▶ **Material supplied**
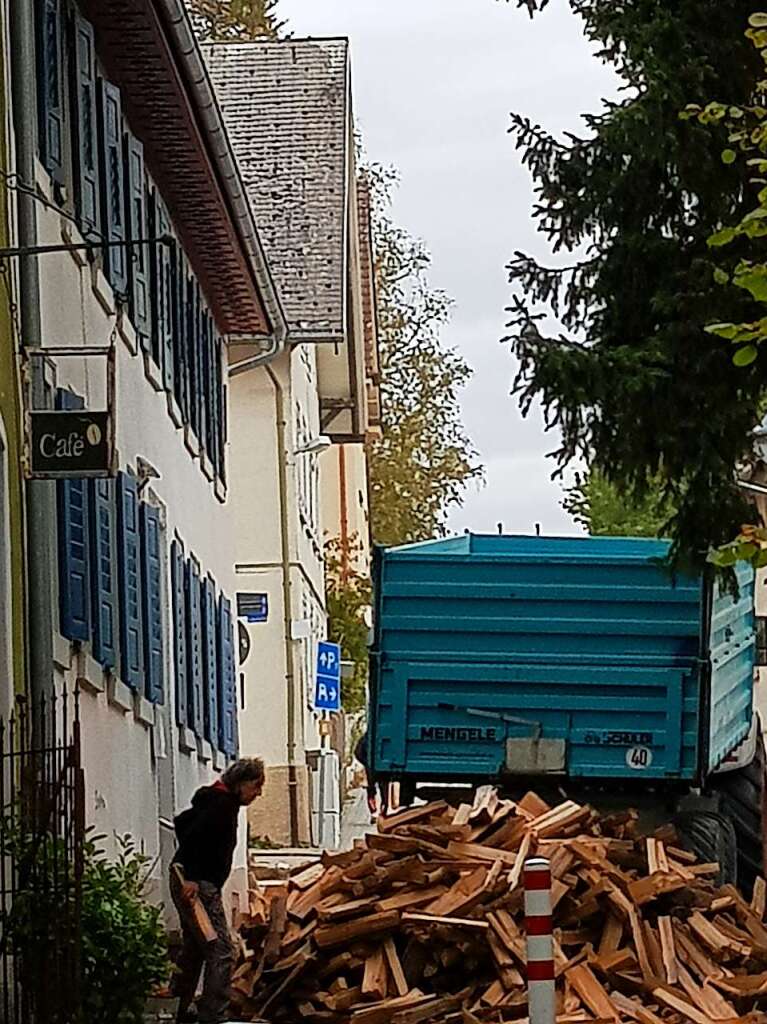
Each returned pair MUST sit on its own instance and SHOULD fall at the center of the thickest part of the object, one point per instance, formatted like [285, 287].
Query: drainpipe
[40, 494]
[290, 664]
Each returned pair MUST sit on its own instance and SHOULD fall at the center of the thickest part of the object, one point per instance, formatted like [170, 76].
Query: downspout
[40, 494]
[290, 665]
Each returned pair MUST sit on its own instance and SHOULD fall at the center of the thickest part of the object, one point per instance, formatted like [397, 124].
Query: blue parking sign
[328, 684]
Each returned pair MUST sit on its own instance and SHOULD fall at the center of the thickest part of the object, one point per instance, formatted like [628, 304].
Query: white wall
[255, 498]
[345, 500]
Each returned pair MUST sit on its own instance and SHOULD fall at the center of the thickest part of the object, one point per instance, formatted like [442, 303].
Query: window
[84, 136]
[113, 183]
[204, 654]
[50, 86]
[85, 162]
[111, 570]
[135, 215]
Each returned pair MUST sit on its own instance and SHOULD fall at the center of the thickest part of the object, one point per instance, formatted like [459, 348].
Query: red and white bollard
[541, 988]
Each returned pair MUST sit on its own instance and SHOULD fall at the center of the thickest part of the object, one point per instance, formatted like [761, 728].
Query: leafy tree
[423, 462]
[634, 383]
[236, 19]
[605, 511]
[349, 595]
[747, 141]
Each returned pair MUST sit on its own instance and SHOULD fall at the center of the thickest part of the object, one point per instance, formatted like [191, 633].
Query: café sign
[72, 443]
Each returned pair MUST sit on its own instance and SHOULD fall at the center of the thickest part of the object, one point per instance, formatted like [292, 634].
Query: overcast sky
[433, 83]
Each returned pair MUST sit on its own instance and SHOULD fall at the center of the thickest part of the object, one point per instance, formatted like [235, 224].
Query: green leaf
[746, 355]
[753, 280]
[722, 238]
[760, 561]
[727, 331]
[723, 557]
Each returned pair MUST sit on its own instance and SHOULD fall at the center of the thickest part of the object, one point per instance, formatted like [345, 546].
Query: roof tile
[287, 110]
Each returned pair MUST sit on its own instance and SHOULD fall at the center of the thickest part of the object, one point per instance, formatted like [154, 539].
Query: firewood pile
[423, 922]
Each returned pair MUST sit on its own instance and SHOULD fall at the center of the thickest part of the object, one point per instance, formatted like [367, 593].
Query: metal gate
[42, 833]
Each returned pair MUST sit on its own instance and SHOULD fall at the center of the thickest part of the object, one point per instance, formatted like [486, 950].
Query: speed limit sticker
[639, 758]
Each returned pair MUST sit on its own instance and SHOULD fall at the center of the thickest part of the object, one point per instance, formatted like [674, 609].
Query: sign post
[328, 683]
[327, 698]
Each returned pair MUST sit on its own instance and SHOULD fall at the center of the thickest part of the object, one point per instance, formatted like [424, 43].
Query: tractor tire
[741, 800]
[712, 838]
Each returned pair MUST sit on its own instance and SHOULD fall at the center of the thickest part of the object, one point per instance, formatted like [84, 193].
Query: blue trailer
[581, 663]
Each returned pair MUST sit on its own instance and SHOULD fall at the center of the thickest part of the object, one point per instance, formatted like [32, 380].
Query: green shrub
[124, 950]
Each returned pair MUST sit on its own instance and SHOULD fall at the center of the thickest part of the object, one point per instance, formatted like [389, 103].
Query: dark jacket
[207, 835]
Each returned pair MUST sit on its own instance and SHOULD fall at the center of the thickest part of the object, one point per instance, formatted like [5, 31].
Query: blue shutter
[170, 257]
[102, 578]
[224, 431]
[195, 648]
[152, 563]
[162, 300]
[210, 391]
[72, 496]
[50, 86]
[129, 562]
[138, 256]
[84, 105]
[202, 375]
[210, 652]
[227, 730]
[179, 631]
[113, 192]
[193, 353]
[180, 331]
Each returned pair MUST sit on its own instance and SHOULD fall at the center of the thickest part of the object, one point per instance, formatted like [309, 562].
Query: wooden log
[330, 936]
[200, 920]
[376, 976]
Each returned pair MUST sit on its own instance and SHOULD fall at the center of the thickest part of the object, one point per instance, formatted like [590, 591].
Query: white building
[288, 110]
[132, 146]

▶ **Task directions**
Output the line containing "like [84, 193]." and all lines after it to the end of the records, exactly as given.

▶ **Task answer**
Each returned pair MUST sit on its own instance and SHOULD fall at the center of the thickest part of the object, one point per instance, formatted like [84, 193].
Query: blue trailer
[581, 663]
Each returned pair MUST sit on its own instance and SHOULD fall at the center of the thickest part of the object, one point per instance, formatted like [32, 380].
Query: green shrub
[124, 950]
Each returned pair MUST sit on its own instance and SHOULD fall at the center of the thickest part of the object, one point per instance, formatted like [389, 103].
Query: dark jacket
[207, 835]
Each returned pair MUST sit on its own instance and SHOULD fall at the center of the thickest part of the object, one point per instance, formatted like [5, 31].
Query: blue shutter
[170, 257]
[102, 578]
[224, 431]
[195, 648]
[152, 563]
[162, 300]
[210, 391]
[72, 496]
[50, 86]
[129, 562]
[138, 256]
[84, 105]
[202, 375]
[210, 652]
[227, 730]
[179, 631]
[113, 192]
[193, 353]
[180, 331]
Each returned pair MUST sit on its own instance and SHOULD fall at the center of the thickest part of the object, one point per instance, formatted like [309, 562].
Query: wooden log
[330, 936]
[200, 920]
[376, 976]
Each returned pair MUST sit on its own instance and SHOULD fall at the center of the thickest part of the object, one point per instance, formatted like [590, 591].
Query: white building
[288, 110]
[132, 146]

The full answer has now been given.